PASSAGE GIVEN:
** START **
Danube–Tisza Interfluve is the landscape in Hungarian territory (Hungary and Vojvodina (Vajdaság) in Serbia) in the Pannonian Basin between the Danube and Tisza rivers, east of Transdanubia. It covers a large part of the Great Hungarian Plain.

Geography
Its borders are Danube (west), Tisza (east), and Fruška Gora (Tarcal Mountain) (south). Its northeastern border is Rétköz small-landscape in Szabolcs-Szatmár-Bereg county.

The largest green area is the Kiskunság National Park. Avocets, geese and black-winged stilts nest in the area. The lakes provide a temporary home for tens of thousands of migratory birds. This ornithologist paradise is also a UNESCO biosphere reserve. Lake Szelid near Kalocsa, Lake Vadkert by Soltvadkert, Lake Kunfehér and Lake Sós at Kiskunhalas are ideal spots for bathing and camping.
** END **
SOURCE DATA:
** START **
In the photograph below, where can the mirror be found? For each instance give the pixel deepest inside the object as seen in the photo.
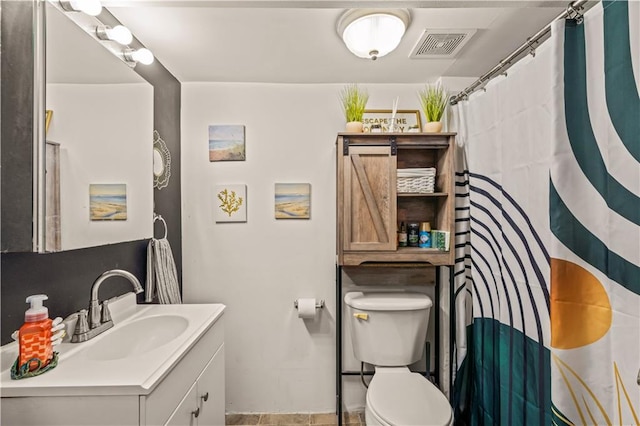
** END **
WRITTEN TASK 1:
Answer these questions from the text on the Danube–Tisza Interfluve:
(a) Which river forms the western border of the area?
(b) What is the largest green area?
(c) Which lake lies near Kalocsa?
WRITTEN TASK 2: Copy the text on the Danube–Tisza Interfluve word for word, from "Danube–Tisza Interfluve is" to "in Szabolcs-Szatmár-Bereg county.".
WRITTEN TASK 3: Using the text on the Danube–Tisza Interfluve, explain in one to three sentences why the area is called an "ornithologist paradise."
The data has no role in this work.

COMPLETE OUTPUT 1:
(a) The Danube
(b) The Kiskunság National Park
(c) Lake Szelid

COMPLETE OUTPUT 2:
Danube–Tisza Interfluve is the landscape in Hungarian territory (Hungary and Vojvodina (Vajdaság) in Serbia) in the Pannonian Basin between the Danube and Tisza rivers, east of Transdanubia. It covers a large part of the Great Hungarian Plain.

Geography
Its borders are Danube (west), Tisza (east), and Fruška Gora (Tarcal Mountain) (south). Its northeastern border is Rétköz small-landscape in Szabolcs-Szatmár-Bereg county.

COMPLETE OUTPUT 3: Avocets, geese and black-winged stilts nest in the area. Its lakes also give a temporary home to tens of thousands of migratory birds.